● **SOURCE DOCUMENT**:

+ + + +

CASSANDRA-4205

1. Symptom

On a system on which users frequently over-writes existing rows/columns, after upgrading Cassandra from 0.7.9 to 1.0.7, read/write performance is not optimal.

 

Category (in the spreadsheet):

Performance, 

1.1 Severity

Critical

1.2 Was there exception thrown? (Exception column in the spreadsheet)

No

 

1.2.1 Were there multiple exceptions?

No        

 

1.3 Was there a long propagation of the failure?

No

 

1.4 Scope of the failure (e.g., single client, all clients, single file, entire fs, etc.)

Single file with single client

 

Catastrophic? (spreadsheet column)

no  

2. How to reproduce this failure

2.0 Version

1.1.1

2.1 Configuration

Replication factor must be set greater than 1.

 

# of Nodes?

1

2.2 Reproduction procedure

1. Update row on Cassandra 0.7.9 (file write)

2. Upgrade Cassandra 0.7.9 to 1.0.7 (feature start)

3. Read the updated row on Cassandra 1.0.7 (file read)

 

Num triggering events

3

 

2.2.1 Timing order (Order important column)

yes

2.2.2 Events order externally controllable? (Order externally controllable? column)

yes

2.3 Can the logs tell how to reproduce the failure?

Yes. When reading the updated column, nodetool cfhistograms shows cassandra touching two SSTables.

2.4 How many machines needed?

1

 

3. Diagnosis procedure

Error msg?

no

3.1 Detailed Symptom (where you start)

The performance is lower than expected for read and write after upgrade.

3.2 Backward inference

Because the drop in performance noticed after upgrade, taking a look at the IO logs with the tool nodetool cfhistogram will be useful.  From the IO logs, we can see for update row operation, multiple replicas are read from different nodes. This behavior is strange because because we are doing unnecessary reads. The correct way to do update row operation is to first check the max timestamp value (newest time). The max timestamp value serves as the index which points to the location of the newest replica. From that point, cassandra will only need to fetch that specific replica. After analysing the sequence of events, we noticed the max timestamp field is missing after upgrading Cassandra to newer version. Due to this failure, the next update row operation must first read in multiple replica for comparison and return the newest copy.

+ + + +

● **LISTED ENTRIES**:
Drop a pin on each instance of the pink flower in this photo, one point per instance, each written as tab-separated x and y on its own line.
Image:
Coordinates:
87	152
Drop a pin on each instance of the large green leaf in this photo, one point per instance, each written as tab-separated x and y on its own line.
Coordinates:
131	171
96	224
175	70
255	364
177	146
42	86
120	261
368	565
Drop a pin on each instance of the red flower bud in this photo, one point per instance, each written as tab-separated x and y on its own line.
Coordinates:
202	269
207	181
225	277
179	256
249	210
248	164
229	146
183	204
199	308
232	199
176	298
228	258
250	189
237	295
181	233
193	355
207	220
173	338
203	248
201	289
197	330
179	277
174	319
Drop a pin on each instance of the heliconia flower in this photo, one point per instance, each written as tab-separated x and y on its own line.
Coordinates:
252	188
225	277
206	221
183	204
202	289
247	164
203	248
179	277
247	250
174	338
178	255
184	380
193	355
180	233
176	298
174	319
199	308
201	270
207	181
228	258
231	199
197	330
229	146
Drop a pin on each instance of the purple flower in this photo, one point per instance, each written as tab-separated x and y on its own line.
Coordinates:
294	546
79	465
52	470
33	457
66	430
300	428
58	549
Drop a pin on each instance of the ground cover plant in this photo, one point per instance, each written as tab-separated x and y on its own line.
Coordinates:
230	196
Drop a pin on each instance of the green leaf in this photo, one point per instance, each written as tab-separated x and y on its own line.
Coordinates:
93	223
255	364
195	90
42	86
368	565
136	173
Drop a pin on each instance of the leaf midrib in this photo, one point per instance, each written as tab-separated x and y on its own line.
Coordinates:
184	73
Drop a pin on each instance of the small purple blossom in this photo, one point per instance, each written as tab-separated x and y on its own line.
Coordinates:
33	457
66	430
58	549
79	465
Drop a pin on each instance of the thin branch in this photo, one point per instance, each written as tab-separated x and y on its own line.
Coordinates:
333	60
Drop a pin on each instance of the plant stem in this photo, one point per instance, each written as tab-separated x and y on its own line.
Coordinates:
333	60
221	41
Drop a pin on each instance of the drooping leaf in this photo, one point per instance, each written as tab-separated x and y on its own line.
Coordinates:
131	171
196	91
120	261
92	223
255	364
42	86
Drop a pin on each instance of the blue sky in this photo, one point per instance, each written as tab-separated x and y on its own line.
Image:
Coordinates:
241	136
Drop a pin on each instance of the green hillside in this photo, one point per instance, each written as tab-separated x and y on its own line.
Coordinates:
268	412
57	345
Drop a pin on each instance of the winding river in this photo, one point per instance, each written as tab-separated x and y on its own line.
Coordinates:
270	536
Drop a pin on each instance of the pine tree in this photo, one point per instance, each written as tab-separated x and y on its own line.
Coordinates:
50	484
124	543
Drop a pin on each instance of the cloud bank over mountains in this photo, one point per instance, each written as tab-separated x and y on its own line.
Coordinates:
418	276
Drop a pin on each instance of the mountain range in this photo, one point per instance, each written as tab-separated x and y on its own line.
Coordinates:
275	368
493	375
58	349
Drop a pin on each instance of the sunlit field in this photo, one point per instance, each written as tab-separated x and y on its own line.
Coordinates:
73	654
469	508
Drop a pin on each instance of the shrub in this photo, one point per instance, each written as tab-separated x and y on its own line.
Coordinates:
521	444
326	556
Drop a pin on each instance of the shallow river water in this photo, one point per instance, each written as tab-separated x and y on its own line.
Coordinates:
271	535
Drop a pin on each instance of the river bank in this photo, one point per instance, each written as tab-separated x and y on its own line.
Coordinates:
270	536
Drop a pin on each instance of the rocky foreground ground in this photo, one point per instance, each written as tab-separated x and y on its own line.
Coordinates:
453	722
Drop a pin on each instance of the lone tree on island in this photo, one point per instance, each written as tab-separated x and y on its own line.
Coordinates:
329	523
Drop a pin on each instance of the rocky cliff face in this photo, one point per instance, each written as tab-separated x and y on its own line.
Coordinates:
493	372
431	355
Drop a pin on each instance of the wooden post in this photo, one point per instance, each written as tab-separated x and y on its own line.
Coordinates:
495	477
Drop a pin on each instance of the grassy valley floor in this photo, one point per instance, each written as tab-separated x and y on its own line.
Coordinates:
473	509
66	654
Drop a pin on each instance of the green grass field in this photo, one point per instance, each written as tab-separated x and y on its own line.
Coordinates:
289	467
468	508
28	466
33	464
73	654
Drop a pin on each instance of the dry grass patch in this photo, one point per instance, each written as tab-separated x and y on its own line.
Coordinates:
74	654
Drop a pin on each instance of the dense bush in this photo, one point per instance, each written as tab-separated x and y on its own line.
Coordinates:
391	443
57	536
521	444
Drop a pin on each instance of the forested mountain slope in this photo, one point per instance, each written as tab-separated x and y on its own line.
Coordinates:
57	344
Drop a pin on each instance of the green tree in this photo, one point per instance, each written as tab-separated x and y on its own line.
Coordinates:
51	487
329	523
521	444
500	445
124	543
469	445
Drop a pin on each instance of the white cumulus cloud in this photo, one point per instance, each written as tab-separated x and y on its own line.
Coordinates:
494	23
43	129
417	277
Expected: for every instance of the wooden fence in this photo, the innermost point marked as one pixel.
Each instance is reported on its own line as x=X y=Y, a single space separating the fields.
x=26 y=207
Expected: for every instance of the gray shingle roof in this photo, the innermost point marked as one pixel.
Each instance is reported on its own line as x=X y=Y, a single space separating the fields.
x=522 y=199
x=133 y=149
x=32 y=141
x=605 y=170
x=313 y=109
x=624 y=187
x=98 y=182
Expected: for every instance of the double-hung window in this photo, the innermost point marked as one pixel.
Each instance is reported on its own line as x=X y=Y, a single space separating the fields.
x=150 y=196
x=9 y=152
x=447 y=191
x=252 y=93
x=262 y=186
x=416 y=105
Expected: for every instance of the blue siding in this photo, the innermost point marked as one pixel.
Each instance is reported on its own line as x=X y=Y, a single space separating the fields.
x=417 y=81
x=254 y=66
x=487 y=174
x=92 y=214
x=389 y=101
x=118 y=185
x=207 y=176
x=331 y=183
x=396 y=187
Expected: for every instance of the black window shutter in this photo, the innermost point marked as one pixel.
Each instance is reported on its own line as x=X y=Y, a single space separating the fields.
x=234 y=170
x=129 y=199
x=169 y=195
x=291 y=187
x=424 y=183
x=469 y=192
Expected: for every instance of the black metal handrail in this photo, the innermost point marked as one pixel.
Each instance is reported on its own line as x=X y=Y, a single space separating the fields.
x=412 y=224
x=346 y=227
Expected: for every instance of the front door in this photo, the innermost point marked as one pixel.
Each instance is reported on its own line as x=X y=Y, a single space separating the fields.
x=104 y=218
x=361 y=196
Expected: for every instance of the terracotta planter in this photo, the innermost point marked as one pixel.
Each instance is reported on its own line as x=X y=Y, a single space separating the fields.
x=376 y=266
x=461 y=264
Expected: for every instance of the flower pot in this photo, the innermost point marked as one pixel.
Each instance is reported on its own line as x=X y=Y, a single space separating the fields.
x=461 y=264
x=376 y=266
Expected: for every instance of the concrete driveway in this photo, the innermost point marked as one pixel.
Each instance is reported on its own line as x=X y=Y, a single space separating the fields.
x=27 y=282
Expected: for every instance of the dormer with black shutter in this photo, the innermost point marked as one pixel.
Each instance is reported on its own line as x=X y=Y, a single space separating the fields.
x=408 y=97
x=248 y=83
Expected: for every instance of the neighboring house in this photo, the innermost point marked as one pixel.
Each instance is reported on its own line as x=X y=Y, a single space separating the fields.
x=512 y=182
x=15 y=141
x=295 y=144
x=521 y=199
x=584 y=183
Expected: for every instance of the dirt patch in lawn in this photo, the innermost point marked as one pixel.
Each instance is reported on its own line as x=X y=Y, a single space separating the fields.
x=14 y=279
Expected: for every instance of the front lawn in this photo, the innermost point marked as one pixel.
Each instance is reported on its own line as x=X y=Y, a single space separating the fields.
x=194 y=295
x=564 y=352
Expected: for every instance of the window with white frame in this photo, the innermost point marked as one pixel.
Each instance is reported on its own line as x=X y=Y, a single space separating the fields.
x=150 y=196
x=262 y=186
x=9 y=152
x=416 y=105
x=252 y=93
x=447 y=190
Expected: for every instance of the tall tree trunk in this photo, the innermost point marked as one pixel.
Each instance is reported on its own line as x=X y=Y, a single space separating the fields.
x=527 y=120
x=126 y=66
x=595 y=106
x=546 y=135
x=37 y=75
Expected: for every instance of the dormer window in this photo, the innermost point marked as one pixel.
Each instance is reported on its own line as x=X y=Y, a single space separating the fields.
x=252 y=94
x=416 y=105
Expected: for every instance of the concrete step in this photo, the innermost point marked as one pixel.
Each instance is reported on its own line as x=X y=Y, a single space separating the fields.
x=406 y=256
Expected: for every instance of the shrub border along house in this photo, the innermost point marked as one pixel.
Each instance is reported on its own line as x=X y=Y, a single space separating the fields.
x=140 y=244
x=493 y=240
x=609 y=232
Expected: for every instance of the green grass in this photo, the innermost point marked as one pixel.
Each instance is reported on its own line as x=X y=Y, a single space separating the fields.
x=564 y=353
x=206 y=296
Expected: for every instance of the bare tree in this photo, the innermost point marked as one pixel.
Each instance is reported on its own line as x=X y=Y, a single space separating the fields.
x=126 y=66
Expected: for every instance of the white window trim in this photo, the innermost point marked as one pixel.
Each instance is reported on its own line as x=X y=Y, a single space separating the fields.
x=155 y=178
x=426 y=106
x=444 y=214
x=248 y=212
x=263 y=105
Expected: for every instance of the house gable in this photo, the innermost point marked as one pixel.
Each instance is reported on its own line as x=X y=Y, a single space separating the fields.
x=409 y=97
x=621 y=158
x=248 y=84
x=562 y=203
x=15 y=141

+ + + +

● **WHAT YOU NEED TO DO**:
1 > Condense the paragraph beginning "Because the drop in performance" in the CASSANDRA-4205 report above into a short bulleted list that keeps its main facts.
2 > Carry the CASSANDRA-4205 report above further, starting after its final sentence.

● **ANSWERS TO THIS EXERCISE**:
1 >
- The performance drop appeared after the upgrade, so the IO logs from nodetool cfhistogram are worth examining.
- These logs show that an update row operation reads multiple replicas from different nodes. These reads are unnecessary.
- The correct approach is to check the max timestamp value (newest time) first. It points to the location of the newest replica, so Cassandra needs to fetch only that replica.
- After the upgrade to the newer version, the max timestamp field is missing.
- Because of this, the next update row operation must read multiple replicas, compare them, and return the newest copy.

2 >
Note: Cassandra creates tombstones for every update operation. If max timestamp value is missing, not only does Cassandra need to compare the replicas, Cassandra may need to read in the tombstones for comparison as well. This would intensify the existing problem.  

 

4. Root cause

Max timestamp value is not carried over from previous version of Cassandra. So when reading the value, multiple replicas must be obtained, their timestamps compared, before returning the replica with the newest time stamp. We can’t get the newest replica right away thus must compare the returned result thus gives lower performance

4.1 Category:

semantic

4.2 Can we automatically test it?

yes

5. Fix

5.1 How?

The patch made sure max timestamp value gets carried over to upgraded cassandra version for all SSTable content (including tombstones).